* [Task to complete]:
For each line of the data below that contains "white", return that line.

* [Data for the task]:

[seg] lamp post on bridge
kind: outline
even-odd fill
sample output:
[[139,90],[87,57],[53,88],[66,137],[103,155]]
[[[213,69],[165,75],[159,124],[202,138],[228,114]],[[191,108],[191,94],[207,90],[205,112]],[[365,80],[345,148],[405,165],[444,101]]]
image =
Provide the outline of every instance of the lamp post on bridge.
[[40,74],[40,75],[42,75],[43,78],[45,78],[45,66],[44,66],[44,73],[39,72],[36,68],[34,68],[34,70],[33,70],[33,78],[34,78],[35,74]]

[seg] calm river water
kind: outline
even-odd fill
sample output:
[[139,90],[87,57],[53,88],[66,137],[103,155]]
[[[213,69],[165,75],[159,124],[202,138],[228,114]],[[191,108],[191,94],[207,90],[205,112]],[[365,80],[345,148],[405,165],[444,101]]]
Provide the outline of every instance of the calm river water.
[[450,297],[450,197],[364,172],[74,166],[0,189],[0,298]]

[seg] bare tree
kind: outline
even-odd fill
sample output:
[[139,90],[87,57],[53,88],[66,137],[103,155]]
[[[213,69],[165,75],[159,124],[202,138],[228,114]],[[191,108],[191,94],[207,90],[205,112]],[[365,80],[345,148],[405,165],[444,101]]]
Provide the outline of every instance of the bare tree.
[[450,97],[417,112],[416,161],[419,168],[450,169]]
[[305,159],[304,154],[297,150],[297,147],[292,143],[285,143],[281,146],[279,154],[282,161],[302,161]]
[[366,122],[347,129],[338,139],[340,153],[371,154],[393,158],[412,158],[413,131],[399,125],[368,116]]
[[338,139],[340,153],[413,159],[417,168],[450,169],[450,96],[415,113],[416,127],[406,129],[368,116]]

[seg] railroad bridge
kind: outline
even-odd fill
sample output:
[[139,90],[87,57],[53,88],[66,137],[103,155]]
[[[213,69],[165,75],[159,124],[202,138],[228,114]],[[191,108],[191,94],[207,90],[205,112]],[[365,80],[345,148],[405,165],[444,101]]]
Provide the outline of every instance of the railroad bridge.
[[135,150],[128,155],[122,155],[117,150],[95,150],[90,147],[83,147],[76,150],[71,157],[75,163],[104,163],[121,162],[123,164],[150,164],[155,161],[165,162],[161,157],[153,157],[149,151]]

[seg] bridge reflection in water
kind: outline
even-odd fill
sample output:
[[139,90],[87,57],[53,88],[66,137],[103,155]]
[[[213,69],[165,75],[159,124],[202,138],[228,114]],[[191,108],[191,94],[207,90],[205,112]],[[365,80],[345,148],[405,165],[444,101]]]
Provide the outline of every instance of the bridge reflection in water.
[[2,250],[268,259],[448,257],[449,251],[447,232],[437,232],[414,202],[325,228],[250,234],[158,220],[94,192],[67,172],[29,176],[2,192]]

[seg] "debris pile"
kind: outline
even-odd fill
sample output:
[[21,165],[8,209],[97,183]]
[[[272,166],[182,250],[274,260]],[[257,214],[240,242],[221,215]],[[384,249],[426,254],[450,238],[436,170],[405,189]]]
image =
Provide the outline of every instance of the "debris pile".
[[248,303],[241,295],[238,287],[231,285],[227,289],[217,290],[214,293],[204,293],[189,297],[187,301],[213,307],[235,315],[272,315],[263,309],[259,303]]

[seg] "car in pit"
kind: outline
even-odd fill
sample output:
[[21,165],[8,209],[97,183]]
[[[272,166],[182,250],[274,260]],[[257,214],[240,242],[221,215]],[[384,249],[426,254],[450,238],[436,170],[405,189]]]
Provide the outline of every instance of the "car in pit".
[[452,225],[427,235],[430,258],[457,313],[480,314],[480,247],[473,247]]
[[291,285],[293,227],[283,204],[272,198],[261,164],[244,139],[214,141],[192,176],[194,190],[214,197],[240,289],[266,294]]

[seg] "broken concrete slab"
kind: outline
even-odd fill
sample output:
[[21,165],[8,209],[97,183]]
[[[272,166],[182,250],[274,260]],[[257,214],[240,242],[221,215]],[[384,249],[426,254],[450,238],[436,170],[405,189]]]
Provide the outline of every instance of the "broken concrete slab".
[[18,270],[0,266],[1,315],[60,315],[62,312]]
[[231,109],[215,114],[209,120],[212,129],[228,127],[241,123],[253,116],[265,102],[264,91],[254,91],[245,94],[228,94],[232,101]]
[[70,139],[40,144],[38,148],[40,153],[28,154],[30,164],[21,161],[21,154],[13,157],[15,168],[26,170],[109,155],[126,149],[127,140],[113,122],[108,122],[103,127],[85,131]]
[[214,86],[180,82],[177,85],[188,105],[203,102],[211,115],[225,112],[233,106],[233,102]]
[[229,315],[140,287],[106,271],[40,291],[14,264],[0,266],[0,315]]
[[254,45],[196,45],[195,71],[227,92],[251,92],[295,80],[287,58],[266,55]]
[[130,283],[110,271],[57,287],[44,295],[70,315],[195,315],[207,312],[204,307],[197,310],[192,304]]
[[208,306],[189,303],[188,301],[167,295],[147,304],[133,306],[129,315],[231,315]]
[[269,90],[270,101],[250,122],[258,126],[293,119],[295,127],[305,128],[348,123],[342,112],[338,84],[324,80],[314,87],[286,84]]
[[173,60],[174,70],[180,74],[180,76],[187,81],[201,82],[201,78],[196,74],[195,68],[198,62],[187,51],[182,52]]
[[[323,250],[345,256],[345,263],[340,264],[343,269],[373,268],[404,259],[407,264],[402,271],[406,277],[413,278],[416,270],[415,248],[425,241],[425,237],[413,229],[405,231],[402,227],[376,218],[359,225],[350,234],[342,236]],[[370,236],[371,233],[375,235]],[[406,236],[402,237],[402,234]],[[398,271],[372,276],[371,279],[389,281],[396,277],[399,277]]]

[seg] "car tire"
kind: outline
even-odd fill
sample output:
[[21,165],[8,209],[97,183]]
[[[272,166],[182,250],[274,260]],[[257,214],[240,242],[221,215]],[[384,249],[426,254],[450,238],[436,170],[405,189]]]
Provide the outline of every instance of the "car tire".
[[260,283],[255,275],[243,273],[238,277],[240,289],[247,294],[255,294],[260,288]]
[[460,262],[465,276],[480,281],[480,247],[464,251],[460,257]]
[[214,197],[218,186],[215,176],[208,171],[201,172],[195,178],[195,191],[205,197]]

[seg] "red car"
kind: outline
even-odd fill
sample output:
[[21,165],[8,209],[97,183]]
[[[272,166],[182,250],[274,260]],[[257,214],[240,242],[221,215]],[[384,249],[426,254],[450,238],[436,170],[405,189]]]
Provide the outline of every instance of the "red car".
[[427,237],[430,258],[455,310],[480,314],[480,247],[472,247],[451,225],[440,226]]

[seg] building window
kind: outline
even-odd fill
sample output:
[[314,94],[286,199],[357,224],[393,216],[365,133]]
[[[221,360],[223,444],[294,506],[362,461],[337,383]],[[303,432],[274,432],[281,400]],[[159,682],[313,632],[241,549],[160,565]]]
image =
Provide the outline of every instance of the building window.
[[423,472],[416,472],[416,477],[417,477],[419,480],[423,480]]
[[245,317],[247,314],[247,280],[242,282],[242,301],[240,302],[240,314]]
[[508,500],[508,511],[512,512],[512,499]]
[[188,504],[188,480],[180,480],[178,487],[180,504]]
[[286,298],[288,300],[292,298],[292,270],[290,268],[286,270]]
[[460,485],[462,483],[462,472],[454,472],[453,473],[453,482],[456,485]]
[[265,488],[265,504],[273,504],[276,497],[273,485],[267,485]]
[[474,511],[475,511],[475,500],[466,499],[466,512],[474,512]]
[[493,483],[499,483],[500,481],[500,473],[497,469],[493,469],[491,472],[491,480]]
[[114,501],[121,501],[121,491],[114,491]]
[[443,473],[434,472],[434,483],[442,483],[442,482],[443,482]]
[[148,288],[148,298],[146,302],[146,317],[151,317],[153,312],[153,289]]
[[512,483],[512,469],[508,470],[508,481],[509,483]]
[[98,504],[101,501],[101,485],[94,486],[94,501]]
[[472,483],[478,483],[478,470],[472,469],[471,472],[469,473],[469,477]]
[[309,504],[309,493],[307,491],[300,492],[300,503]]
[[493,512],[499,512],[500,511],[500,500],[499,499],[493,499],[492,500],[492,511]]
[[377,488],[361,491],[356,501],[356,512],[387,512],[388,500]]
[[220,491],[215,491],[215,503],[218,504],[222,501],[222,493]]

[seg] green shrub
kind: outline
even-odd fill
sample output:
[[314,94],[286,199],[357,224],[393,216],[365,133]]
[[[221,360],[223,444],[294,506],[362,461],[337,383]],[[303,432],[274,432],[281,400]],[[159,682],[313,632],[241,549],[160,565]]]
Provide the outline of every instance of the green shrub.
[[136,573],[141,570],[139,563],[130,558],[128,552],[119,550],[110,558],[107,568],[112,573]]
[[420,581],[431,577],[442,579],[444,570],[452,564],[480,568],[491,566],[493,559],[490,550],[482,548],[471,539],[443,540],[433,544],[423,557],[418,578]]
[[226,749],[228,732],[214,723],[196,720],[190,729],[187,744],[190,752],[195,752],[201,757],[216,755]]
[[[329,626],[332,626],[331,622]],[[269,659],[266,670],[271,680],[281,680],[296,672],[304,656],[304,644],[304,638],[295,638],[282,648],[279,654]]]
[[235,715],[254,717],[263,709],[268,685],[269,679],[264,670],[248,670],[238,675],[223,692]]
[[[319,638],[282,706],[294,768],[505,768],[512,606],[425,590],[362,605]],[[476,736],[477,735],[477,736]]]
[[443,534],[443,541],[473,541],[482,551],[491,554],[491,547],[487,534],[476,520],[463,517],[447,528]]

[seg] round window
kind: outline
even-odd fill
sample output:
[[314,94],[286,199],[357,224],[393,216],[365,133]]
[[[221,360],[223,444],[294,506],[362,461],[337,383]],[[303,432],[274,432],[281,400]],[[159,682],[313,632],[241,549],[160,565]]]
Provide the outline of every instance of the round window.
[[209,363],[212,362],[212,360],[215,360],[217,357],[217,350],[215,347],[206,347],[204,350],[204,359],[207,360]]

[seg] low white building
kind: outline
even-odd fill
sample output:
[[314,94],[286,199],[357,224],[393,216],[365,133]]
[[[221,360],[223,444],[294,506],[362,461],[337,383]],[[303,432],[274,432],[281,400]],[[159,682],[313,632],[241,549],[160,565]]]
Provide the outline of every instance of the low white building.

* [Result]:
[seg] low white building
Provide the outline of every instance of the low white building.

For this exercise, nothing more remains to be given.